Stated goal: Your task is to repeat the entries underneath exactly, minus the pictures.

Raw data:
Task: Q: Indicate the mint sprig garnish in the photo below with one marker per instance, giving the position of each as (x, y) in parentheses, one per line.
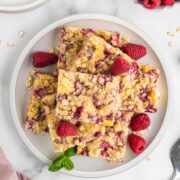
(63, 160)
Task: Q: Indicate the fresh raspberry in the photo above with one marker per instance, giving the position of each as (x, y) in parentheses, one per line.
(136, 143)
(135, 51)
(168, 2)
(43, 59)
(120, 66)
(65, 128)
(151, 4)
(140, 122)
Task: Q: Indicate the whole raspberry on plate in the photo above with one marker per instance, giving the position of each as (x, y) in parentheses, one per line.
(140, 122)
(43, 59)
(65, 128)
(135, 51)
(168, 2)
(151, 4)
(120, 66)
(136, 143)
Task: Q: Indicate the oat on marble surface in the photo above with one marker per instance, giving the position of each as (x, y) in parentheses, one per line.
(21, 33)
(178, 29)
(10, 44)
(170, 34)
(170, 44)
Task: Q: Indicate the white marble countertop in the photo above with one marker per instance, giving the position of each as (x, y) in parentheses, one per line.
(154, 23)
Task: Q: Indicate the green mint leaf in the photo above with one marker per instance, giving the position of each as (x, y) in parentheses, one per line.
(68, 164)
(71, 151)
(57, 164)
(54, 168)
(60, 161)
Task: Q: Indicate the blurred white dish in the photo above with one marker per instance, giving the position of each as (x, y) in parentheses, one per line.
(48, 37)
(20, 8)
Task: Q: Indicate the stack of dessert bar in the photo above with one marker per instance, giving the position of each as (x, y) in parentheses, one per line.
(86, 95)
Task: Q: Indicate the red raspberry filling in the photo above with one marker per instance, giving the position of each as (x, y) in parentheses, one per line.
(140, 122)
(65, 128)
(120, 66)
(151, 4)
(136, 143)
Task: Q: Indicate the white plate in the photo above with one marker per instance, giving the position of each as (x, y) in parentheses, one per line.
(15, 7)
(40, 145)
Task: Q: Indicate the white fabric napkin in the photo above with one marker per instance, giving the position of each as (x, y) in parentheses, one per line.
(7, 172)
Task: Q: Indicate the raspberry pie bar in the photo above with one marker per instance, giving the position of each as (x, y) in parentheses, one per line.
(86, 98)
(86, 132)
(41, 102)
(112, 145)
(141, 95)
(72, 39)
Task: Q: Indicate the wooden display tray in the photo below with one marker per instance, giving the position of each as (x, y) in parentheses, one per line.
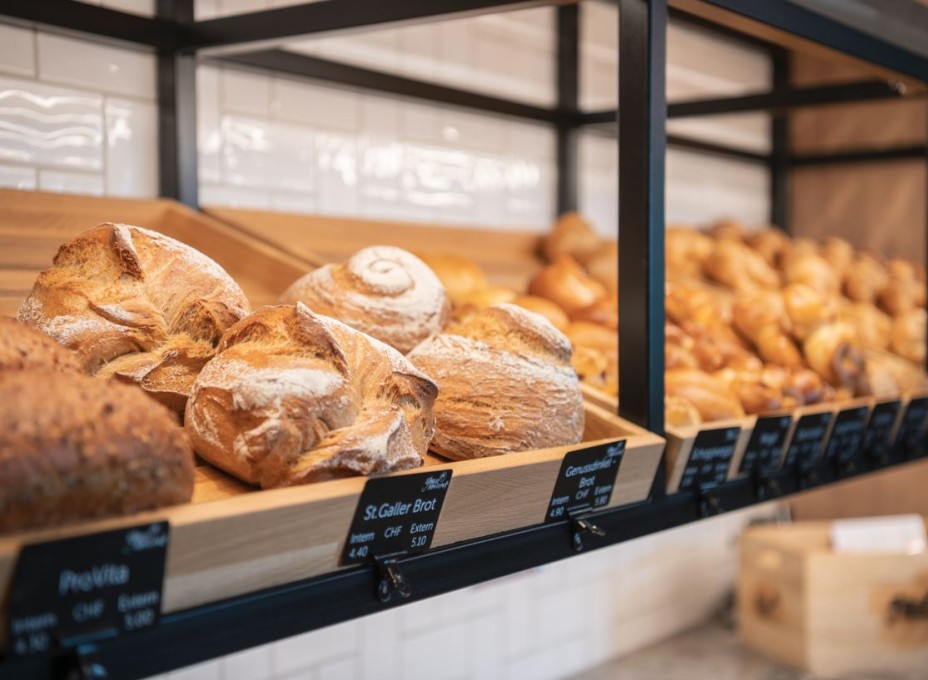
(233, 539)
(831, 613)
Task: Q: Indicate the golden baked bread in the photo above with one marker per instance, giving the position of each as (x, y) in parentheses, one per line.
(459, 276)
(740, 268)
(136, 305)
(571, 235)
(505, 385)
(293, 397)
(540, 305)
(383, 291)
(74, 448)
(907, 337)
(23, 347)
(710, 396)
(567, 284)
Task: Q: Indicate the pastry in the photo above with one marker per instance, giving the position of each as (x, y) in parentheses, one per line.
(460, 277)
(567, 284)
(383, 291)
(23, 347)
(571, 235)
(505, 385)
(293, 397)
(546, 308)
(136, 305)
(74, 448)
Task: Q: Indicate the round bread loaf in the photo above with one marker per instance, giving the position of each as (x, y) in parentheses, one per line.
(505, 384)
(75, 448)
(136, 305)
(383, 291)
(293, 397)
(22, 347)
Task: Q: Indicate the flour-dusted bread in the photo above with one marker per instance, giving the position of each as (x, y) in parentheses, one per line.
(505, 385)
(136, 305)
(293, 397)
(383, 291)
(23, 347)
(76, 448)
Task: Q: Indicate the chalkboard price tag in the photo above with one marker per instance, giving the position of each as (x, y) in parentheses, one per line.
(846, 435)
(878, 443)
(709, 458)
(765, 445)
(396, 514)
(86, 587)
(586, 480)
(910, 436)
(808, 438)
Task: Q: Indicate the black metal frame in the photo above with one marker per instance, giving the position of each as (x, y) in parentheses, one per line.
(205, 632)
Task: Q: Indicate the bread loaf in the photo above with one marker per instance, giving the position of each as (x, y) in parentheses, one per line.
(383, 291)
(75, 448)
(505, 385)
(293, 397)
(23, 347)
(136, 305)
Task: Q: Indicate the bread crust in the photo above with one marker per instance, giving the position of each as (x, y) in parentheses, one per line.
(74, 448)
(293, 397)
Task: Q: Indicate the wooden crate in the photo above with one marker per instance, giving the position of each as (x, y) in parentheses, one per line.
(831, 614)
(34, 224)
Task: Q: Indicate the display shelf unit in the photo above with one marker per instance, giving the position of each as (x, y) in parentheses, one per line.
(778, 26)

Exercise answer:
Task: Q: Indicate the mint sprig garnish in the photo below with one marker per instance, giving the position of each as (x, y) in parentheses, one per line.
(63, 160)
Task: Q: Indicate the fresh raspberry in the photo above with one marker per instance, giving the position of each as (x, y) in parentheses, one per line.
(136, 143)
(135, 51)
(168, 2)
(43, 59)
(120, 66)
(65, 128)
(151, 4)
(140, 122)
Task: Q: Indicate the whole raspberry on plate in the photo above with one marker per instance, giving the position of each as (x, y) in parentheses, one per line.
(140, 122)
(43, 59)
(65, 128)
(135, 51)
(168, 2)
(151, 4)
(120, 66)
(136, 143)
Task: Q: Indicate the oat on marble surface in the photo above with one marker per instance, giving the position of each as (x, y) in parentheses, one per line.
(21, 33)
(178, 29)
(10, 44)
(170, 34)
(170, 44)
Task: Q: Indicate the white marble countertop in the photo above with one marker per instance, giving the position of each as (x, y) in parentheses, one per line.
(154, 23)
Task: Q: Indicate the green mint leaf in the photo above with one marker per instance, giving the position of each as (x, y) in parentheses, one per line.
(68, 164)
(71, 151)
(57, 164)
(54, 168)
(60, 161)
Task: Q: Indicate the blurred white dish in the photo above with one marker per instance, giving the position of each as (x, y) in parentheses, one per line.
(48, 37)
(20, 8)
Task: Q: Indicate the stack of dessert bar in the photo above with one marker per instance, giving the position of each as (x, y) in parentheses, one per line.
(86, 95)
Task: Q: Indicate the red raspberry filling in the photo above with one marker per instance, giving the position of each as (x, y) in parentheses, one per line.
(140, 122)
(65, 128)
(120, 66)
(151, 4)
(136, 143)
Task: Q: Indicate the white plate in the photo above with one marker per instance, giving the position of each as (x, y) in parentheses, one per line.
(15, 7)
(40, 145)
Task: Q: Indicate the white fabric napkin in the photo above with one marker per instance, giving the position of each as (x, y) in parentheses, one per line.
(7, 172)
Task: Q: Indicate the raspberry pie bar in the photo above with one marker per instance, giving the position of each as (x, y) in parentheses, one per line.
(86, 98)
(86, 132)
(41, 102)
(112, 145)
(141, 95)
(72, 39)
Task: Q: Indicate the wooden display tray in the photo below with one marker per instance, giving the position of each as (x, y) in parentheses, one per line.
(233, 539)
(831, 613)
Task: Q: Indicate the golden baked bread in the photo above with one marker per instance, giving the position of each as (x, y) in parentheses, one per line.
(459, 276)
(740, 268)
(136, 305)
(571, 235)
(505, 385)
(293, 397)
(540, 305)
(383, 291)
(74, 448)
(907, 337)
(23, 347)
(710, 396)
(567, 284)
Task: Q: Indicate the pastry in the photo above with one marker per instance, giving the position of each as (x, y) in parentheses, one per line.
(460, 277)
(567, 284)
(383, 291)
(23, 347)
(571, 235)
(505, 385)
(293, 397)
(546, 308)
(136, 305)
(74, 448)
Task: Q: Indicate the round bread loaf in the photo above with one marker per instance, giving the position of each as (x, y) in parentheses, one per line.
(505, 384)
(75, 448)
(136, 305)
(383, 291)
(293, 397)
(22, 347)
Task: Q: Indicate the flour-dusted bread in the photo above with one marker per instance, giving the position of each as (x, y) in parentheses, one per line.
(505, 385)
(136, 305)
(293, 397)
(383, 291)
(23, 347)
(76, 448)
Task: Q: Indicate the chalkboard price tag in the photo above with one marker per instance, giving the position of each as (x, y) in parentheses, one per line.
(846, 435)
(878, 443)
(709, 458)
(765, 445)
(396, 514)
(86, 587)
(586, 480)
(910, 436)
(808, 438)
Task: Q: Indicate the black metal frame in the photo above with one marker per instance, giving the position of each as (x, y) in parentheses, one per line.
(205, 632)
Task: Q: Indicate the bread loaf in the photo above with one marker per instance, giving the position of each as (x, y) in parentheses, one per line.
(383, 291)
(75, 448)
(505, 385)
(293, 397)
(23, 347)
(136, 305)
Task: Q: Indicate the bread crust in the photo above with one marker per instance, giving the position of each as (x, y) in parentheses, one per line.
(74, 448)
(293, 397)
Task: Q: Indicate the wooden crate in the photo above with one marker per instance, giving the position of each as (x, y) in parentheses, one per line.
(831, 614)
(34, 224)
Task: Q: Indicate the display shelf unit in the photo above with one marker per instance, giving the position of each as (x, y) in parentheses, one per line.
(778, 26)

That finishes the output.